- _Excerpt provided_
"""

Max Boot in the Post argues that letting Syrian President Bashar al-Assad “win as quickly as possible” is “the way to save lives.” But the United States is not obstructing Mr. Assad’s military progress. Mr. Boot is pushing on a door that lacks even a hinge.
Bashar al-Assad is indeed winning. Beyond outnumbered, outgunned Syrian rebels, no one stands in his way. The way he is winning, however, mandates an American response beyond talk. The terror bombing of 400,000 residents of Eastern Ghouta is but the latest episode of a multi-year campaign of mass civilian homicide.
Over nearly seven years the humanitarian price for Syrians has been exorbitant, and the geopolitical costs for the West have been prohibitive. After witnessing the Obama administration’s chemical weapons ‘red line’ climb-down in 2013, Russia’s Vladimir Putin moved against Crimea and assaulted the American electoral system with absolute impunity. Then as now, Assad thinks he can slaughter civilians when and where he wishes, so long as he refrains from using certain kinds of chemicals.
Mr. Boot acknowledges that Assad’s assaults on civilian residential areas are war crimes. Boot suggests, “We can try to bargain with Moscow to restrain Assad’s brutality in return for an end to US opposition to his regime, and we can maintain the taboo against the use of weapons of mass destruction.”
Would a Washington endorsement of Assad’s incumbency, coupled with operational indifference to mass homicide, stop the merciless bombardments of hospitals, schools, marketplaces, mosques and apartment buildings? This is the nature of Syrian-Russian war-making; the essence of Assad’s modus operandi. An American blessing of Bashar would, for Putin and Assad alike, elicit smiles of smug satisfaction. It would not, however, end the collective punishment of civilians living in rebel-controlled areas.
Might the US sweeten the offer by ending its aid to those rebels? But wait: that was already done, in 2017. Surely something of value was gotten in return from the Russians. Surely it was not a unilateral concession. Surely the safety of Syrian children and their parents weighed on American officials at the time, and the proper assurances secured.
And yes, maintaining the “taboo against the use of weapons of mass destruction” is important for the US. It is important for Assad as well. As addicted as he is to chemical weaponry, there is one assurance on which he can rely: if he avoids using the really bad stuff, he can target defenseless civilians with everything else at his disposal. He can do so without fear of an American reaction beyond angry speeches at the United Nations.

"""

- _Task_
Carry on the commentary about Max Boot's argument on Assad and US policy in Syria, picking up after its final sentence.

Stored items
"""

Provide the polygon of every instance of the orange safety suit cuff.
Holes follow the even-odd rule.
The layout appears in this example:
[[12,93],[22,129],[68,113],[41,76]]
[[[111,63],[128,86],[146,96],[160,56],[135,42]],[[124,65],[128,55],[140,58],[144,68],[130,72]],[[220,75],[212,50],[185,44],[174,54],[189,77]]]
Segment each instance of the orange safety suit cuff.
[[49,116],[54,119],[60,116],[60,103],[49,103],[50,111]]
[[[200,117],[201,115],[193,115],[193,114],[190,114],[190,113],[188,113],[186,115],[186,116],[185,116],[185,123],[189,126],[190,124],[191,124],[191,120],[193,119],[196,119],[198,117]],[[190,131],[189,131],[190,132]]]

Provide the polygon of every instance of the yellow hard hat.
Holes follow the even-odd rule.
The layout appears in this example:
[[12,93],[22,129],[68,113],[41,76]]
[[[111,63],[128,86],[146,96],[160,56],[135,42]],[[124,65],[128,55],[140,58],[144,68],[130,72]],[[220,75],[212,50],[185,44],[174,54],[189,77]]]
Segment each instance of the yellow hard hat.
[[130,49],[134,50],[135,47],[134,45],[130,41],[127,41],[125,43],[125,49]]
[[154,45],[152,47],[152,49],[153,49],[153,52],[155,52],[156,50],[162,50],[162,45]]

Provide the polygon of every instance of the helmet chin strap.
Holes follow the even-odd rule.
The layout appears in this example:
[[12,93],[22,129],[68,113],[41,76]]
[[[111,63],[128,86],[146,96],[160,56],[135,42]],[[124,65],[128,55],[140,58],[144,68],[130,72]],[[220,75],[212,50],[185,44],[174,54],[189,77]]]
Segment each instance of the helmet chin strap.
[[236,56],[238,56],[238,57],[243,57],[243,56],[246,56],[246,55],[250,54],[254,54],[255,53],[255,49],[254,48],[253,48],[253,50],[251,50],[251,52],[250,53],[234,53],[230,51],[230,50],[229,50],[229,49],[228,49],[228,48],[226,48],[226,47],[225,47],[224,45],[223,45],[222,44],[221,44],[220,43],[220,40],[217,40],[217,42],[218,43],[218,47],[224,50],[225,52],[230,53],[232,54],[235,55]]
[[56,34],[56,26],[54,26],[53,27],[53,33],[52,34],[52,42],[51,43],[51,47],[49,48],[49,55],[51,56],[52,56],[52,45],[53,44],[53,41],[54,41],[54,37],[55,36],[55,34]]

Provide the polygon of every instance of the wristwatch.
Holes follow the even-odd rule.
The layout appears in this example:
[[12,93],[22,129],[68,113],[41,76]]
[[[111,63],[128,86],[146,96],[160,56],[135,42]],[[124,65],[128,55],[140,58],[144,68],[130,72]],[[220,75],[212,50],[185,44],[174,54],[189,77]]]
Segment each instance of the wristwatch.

"""

- _Response to the task_
If the taboo has one practical use, it is this: if Assad decides to use sarin gas now, as he did in April 2017, the American military response would likely be instant. No, there would not be aerial dogfights with Russians in the skies above Damascus. But, as was the case nearly a year ago, when President Trump ordered cruise missile strikes in the wake of a regime chemical atrocity, the use of sarin now would presumably prompt a similar operation to neutralize some of Assad’s weapons of mass terror: aircraft, artillery, rockets, and the like.
As the regime creates Syria’s Guernica in Eastern Ghouta, the administration has the option of warning the Russians to knock it off and then, if necessary, strike regime targets already identified and assessed for the contingency of sarin use.
Would American missile strikes end a civilian-centric campaign of mass homicide? Not very likely. Could they slow it? It did so for a while last year. Would it pull the plug on an inadvertent, but deadly American green light for non-chemical mass murder? It certainly would.
Claiming that exacting a price for civilian homicide only makes things worse for the victims is not a new argument; as anyone familiar with Western reactions to twentieth century episodes of genocide, and other forms of mass murder, will testify. One may acknowledge the emptiness of Western proclamations of “Never Again,” while still acknowledging that mass homicide in Syria—aside from the humanitarian consequences—helps Islamist extremists recruit globally, hurts American allies and friends in the region and Western Europe, and teaches a very dangerous lesson to other dictators about the feasibility of mass murder as a survival technique.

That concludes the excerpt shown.